Segmentation dataset rows:
╭──
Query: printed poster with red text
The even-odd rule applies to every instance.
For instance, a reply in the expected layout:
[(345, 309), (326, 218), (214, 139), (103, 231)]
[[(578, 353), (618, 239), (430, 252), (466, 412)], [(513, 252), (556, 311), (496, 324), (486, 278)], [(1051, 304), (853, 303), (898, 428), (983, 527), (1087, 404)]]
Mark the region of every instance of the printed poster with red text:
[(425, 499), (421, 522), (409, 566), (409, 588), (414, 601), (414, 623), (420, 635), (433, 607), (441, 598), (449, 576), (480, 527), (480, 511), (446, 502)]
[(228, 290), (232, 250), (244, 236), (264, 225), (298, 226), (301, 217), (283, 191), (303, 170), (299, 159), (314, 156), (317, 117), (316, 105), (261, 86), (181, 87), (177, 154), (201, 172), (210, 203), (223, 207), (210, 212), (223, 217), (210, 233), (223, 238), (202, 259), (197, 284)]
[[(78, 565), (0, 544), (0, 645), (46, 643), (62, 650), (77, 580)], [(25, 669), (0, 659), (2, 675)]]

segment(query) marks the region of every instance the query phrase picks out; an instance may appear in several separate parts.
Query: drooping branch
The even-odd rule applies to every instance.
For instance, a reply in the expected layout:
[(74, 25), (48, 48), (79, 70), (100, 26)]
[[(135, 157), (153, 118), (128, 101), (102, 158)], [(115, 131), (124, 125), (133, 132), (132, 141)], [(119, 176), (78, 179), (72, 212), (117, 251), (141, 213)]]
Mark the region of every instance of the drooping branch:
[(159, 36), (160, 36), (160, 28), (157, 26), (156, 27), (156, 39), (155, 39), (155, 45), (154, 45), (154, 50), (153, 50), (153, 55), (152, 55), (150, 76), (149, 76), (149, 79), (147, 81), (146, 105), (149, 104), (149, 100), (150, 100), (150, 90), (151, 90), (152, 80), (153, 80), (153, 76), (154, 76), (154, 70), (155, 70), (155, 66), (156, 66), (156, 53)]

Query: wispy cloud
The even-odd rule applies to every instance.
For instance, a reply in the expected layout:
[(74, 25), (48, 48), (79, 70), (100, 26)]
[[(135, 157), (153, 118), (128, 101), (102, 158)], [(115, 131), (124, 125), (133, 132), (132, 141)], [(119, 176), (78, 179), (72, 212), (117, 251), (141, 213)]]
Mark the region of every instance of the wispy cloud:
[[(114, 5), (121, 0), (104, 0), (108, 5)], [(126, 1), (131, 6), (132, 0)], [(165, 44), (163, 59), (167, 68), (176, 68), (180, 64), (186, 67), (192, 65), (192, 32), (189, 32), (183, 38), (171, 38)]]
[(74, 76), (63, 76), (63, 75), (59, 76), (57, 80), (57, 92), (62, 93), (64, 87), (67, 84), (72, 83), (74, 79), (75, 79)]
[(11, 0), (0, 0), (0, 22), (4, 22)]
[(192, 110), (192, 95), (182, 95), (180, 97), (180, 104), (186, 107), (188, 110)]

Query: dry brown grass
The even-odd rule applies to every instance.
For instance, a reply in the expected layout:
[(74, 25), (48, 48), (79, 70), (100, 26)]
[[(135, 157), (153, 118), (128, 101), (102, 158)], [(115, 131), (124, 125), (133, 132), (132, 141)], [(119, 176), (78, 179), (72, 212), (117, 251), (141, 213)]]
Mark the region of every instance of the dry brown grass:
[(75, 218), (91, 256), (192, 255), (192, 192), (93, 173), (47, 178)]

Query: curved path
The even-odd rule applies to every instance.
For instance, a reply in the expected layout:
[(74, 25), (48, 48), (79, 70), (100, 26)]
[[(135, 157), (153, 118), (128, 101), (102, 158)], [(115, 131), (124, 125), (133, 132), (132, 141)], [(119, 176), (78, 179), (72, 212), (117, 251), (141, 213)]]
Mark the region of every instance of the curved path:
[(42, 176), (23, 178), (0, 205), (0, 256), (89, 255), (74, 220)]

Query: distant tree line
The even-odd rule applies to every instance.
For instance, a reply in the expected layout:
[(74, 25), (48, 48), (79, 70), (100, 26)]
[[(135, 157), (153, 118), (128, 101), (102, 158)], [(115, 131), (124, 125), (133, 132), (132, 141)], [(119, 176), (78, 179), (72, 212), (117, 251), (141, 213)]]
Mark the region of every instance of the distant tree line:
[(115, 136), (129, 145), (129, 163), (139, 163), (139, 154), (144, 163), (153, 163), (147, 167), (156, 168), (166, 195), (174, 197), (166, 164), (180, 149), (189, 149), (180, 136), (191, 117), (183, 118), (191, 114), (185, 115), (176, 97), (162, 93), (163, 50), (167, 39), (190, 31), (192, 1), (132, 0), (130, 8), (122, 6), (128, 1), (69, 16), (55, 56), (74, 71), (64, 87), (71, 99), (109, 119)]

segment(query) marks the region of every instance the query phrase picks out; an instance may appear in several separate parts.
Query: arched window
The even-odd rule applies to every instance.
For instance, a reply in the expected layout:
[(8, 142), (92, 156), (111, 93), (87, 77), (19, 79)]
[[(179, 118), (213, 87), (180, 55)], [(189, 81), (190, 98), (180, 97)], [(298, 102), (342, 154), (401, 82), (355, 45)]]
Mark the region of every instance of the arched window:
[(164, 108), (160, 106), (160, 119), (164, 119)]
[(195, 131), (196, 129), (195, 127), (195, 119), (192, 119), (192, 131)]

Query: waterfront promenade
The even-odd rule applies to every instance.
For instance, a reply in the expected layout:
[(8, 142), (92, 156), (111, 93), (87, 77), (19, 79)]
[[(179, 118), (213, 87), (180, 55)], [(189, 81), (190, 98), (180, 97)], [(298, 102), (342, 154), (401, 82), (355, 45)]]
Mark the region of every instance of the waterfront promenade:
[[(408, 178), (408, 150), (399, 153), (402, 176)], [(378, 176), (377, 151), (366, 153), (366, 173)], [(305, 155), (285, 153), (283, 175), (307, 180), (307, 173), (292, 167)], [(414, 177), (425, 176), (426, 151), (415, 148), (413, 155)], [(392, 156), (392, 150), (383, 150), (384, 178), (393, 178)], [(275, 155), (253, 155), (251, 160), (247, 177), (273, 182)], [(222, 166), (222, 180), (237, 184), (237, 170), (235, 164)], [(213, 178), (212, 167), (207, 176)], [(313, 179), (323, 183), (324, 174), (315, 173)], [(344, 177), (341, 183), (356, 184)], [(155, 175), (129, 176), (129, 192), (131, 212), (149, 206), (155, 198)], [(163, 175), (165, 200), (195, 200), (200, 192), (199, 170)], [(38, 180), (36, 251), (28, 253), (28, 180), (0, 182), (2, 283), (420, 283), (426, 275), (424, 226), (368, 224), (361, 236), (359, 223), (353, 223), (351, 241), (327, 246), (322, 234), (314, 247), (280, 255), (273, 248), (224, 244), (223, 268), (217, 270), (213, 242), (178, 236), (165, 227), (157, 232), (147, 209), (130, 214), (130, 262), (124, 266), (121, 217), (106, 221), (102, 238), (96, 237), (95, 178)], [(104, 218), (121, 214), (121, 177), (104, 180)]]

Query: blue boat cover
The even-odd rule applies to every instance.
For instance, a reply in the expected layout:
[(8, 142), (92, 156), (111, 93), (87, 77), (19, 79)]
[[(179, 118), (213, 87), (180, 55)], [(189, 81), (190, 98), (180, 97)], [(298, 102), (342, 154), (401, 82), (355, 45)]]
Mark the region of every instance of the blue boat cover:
╰──
### Problem requirements
Rewrite the rows above with "even-odd rule" replaced by "nonzero winding rule" everywhere it occurs, keeping every other line and character the same.

### Solution to this problem
Query: printed poster with red text
The nonzero winding rule applies to every instance.
For instance, a reply in the expected layout:
[(345, 309), (326, 218), (214, 139), (103, 231)]
[[(578, 353), (618, 239), (430, 252), (466, 412)], [(513, 252), (556, 311), (496, 324), (486, 278)], [(1051, 304), (853, 303), (898, 428), (983, 527), (1087, 404)]]
Mark the region of every instance of the printed poster with red text:
[(425, 499), (421, 522), (409, 566), (409, 588), (414, 601), (414, 623), (420, 635), (433, 607), (441, 598), (449, 576), (480, 527), (480, 511), (446, 502)]
[(228, 290), (232, 250), (244, 236), (264, 225), (298, 226), (301, 217), (283, 191), (303, 170), (299, 159), (314, 156), (317, 117), (316, 105), (261, 86), (181, 87), (177, 154), (201, 172), (210, 203), (223, 207), (210, 212), (223, 217), (210, 233), (223, 238), (202, 259), (197, 284)]
[[(78, 565), (0, 544), (0, 645), (46, 643), (62, 650), (77, 580)], [(25, 669), (0, 659), (2, 675)]]

segment(query) marks the region of every instance the query phrase picks out; an instance may appear in several separate parts.
Query: drooping branch
The nonzero winding rule applies to every instance.
For instance, a reply in the expected layout:
[(74, 25), (48, 48), (79, 70), (100, 26)]
[[(135, 157), (153, 118), (128, 101), (102, 158)], [(115, 131), (124, 125), (133, 132), (132, 141)], [(119, 176), (78, 179), (72, 212), (117, 251), (141, 213)]]
Mark the region of every instance of the drooping branch:
[(159, 36), (160, 36), (160, 28), (157, 26), (156, 27), (156, 39), (155, 39), (155, 45), (154, 45), (154, 50), (153, 50), (153, 55), (152, 55), (150, 76), (149, 76), (149, 79), (147, 81), (146, 105), (149, 104), (149, 100), (150, 100), (150, 90), (151, 90), (152, 80), (153, 80), (153, 76), (154, 76), (154, 70), (155, 70), (155, 66), (156, 66), (156, 53)]

Query: wispy cloud
The nonzero winding rule applies to every instance.
For instance, a reply in the expected layout:
[(74, 25), (48, 48), (79, 70), (100, 26)]
[[(135, 157), (153, 118), (128, 101), (102, 158)], [(115, 131), (124, 125), (133, 132), (132, 141)], [(119, 176), (78, 179), (72, 212), (117, 251), (141, 213)]]
Mark the region of every instance of the wispy cloud:
[[(114, 5), (121, 0), (104, 0), (108, 5)], [(126, 1), (131, 6), (132, 0)], [(165, 44), (163, 59), (167, 68), (176, 68), (180, 64), (186, 67), (192, 65), (192, 32), (189, 32), (183, 38), (171, 38)]]
[(74, 76), (63, 76), (63, 75), (59, 76), (57, 80), (57, 92), (62, 93), (64, 87), (67, 84), (72, 83), (74, 79), (75, 79)]
[(11, 0), (0, 0), (0, 22), (4, 22)]
[(192, 110), (192, 95), (182, 95), (180, 97), (180, 104), (186, 107), (188, 110)]

Query: dry brown grass
The nonzero winding rule applies to every instance.
For instance, a reply in the expected layout:
[(74, 25), (48, 48), (79, 70), (100, 26)]
[[(135, 157), (153, 118), (128, 101), (102, 158)], [(115, 131), (124, 125), (133, 132), (132, 141)], [(119, 176), (78, 179), (72, 212), (117, 251), (141, 213)]]
Mark the region of every instance of the dry brown grass:
[(75, 218), (91, 256), (192, 255), (192, 192), (93, 173), (47, 178)]

Query: curved path
The nonzero winding rule applies to every instance.
For instance, a reply in the expected layout:
[(74, 25), (48, 48), (79, 70), (100, 26)]
[[(135, 157), (153, 118), (128, 101), (102, 158)], [(115, 131), (124, 125), (133, 132), (132, 141)], [(119, 176), (78, 179), (72, 212), (117, 251), (141, 213)]]
Mark the region of every instance of the curved path:
[(42, 176), (23, 178), (0, 205), (0, 256), (89, 255), (74, 220)]

Query: distant tree line
The nonzero winding rule applies to every instance.
For instance, a reply in the expected layout:
[(74, 25), (48, 48), (79, 70), (100, 26)]
[[(135, 157), (153, 118), (128, 101), (102, 158)], [(115, 131), (124, 125), (133, 132), (132, 141)], [(119, 176), (78, 179), (72, 212), (117, 251), (141, 213)]]
Mark the region of every instance of the distant tree line:
[(115, 136), (129, 145), (129, 163), (139, 163), (139, 154), (144, 163), (153, 163), (147, 167), (156, 168), (166, 195), (174, 197), (166, 164), (180, 149), (189, 149), (180, 136), (191, 117), (183, 118), (191, 114), (185, 115), (176, 97), (162, 93), (163, 50), (167, 39), (190, 31), (192, 1), (132, 0), (130, 8), (122, 6), (128, 1), (69, 16), (55, 56), (74, 71), (64, 87), (71, 99), (109, 119)]

segment(query) marks the region of every instance the query phrase picks out; an instance may appear in several separate parts.
Query: arched window
The nonzero winding rule applies to every instance.
For instance, a reply in the expected layout:
[(8, 142), (92, 156), (111, 93), (87, 77), (19, 79)]
[[(179, 118), (213, 87), (180, 55)], [(189, 81), (190, 98), (180, 97)], [(298, 102), (342, 154), (401, 82), (355, 45)]]
Mark the region of every instance of the arched window:
[(164, 108), (160, 106), (160, 119), (164, 119)]
[(195, 131), (196, 129), (195, 127), (195, 119), (192, 119), (192, 131)]

Query: waterfront promenade
The nonzero winding rule applies to every instance.
For instance, a reply in the expected layout:
[(8, 142), (92, 156), (111, 93), (87, 77), (19, 79)]
[[(179, 118), (213, 87), (180, 55)], [(189, 81), (190, 98), (180, 97)], [(298, 102), (342, 154), (401, 82), (355, 45)]]
Mark the region of every instance of the waterfront promenade:
[[(408, 178), (408, 150), (399, 153), (402, 176)], [(378, 176), (377, 151), (366, 153), (366, 173)], [(305, 155), (285, 153), (283, 175), (307, 180), (307, 173), (292, 167)], [(414, 177), (425, 176), (426, 151), (415, 148), (413, 155)], [(392, 156), (392, 150), (383, 150), (384, 178), (393, 178)], [(275, 155), (253, 155), (251, 160), (247, 177), (273, 182)], [(222, 166), (222, 180), (237, 184), (237, 170), (235, 164)], [(213, 178), (212, 167), (207, 176)], [(313, 179), (323, 183), (324, 174), (315, 173)], [(344, 177), (341, 183), (356, 184)], [(155, 175), (129, 176), (129, 192), (131, 212), (149, 206), (155, 198)], [(163, 175), (165, 200), (195, 200), (200, 192), (199, 170)], [(38, 180), (36, 251), (28, 253), (28, 180), (0, 182), (2, 283), (420, 283), (426, 275), (424, 226), (368, 224), (361, 236), (359, 223), (353, 223), (351, 241), (327, 246), (322, 234), (314, 247), (280, 255), (273, 248), (224, 244), (223, 268), (217, 270), (213, 242), (178, 236), (165, 227), (157, 232), (147, 209), (130, 214), (130, 262), (124, 266), (121, 217), (106, 221), (102, 238), (96, 237), (95, 178)], [(104, 218), (121, 214), (121, 177), (104, 180)]]

Query: blue boat cover
The nonzero winding rule applies to every instance.
For instance, a reply in the expected layout:
[(8, 142), (92, 156), (111, 93), (87, 77), (19, 79)]
[[(179, 118), (213, 87), (180, 55)], [(189, 81), (190, 98), (180, 97)], [(298, 102), (342, 154), (401, 82), (355, 45)]]
Mark the region of every instance of the blue boat cover:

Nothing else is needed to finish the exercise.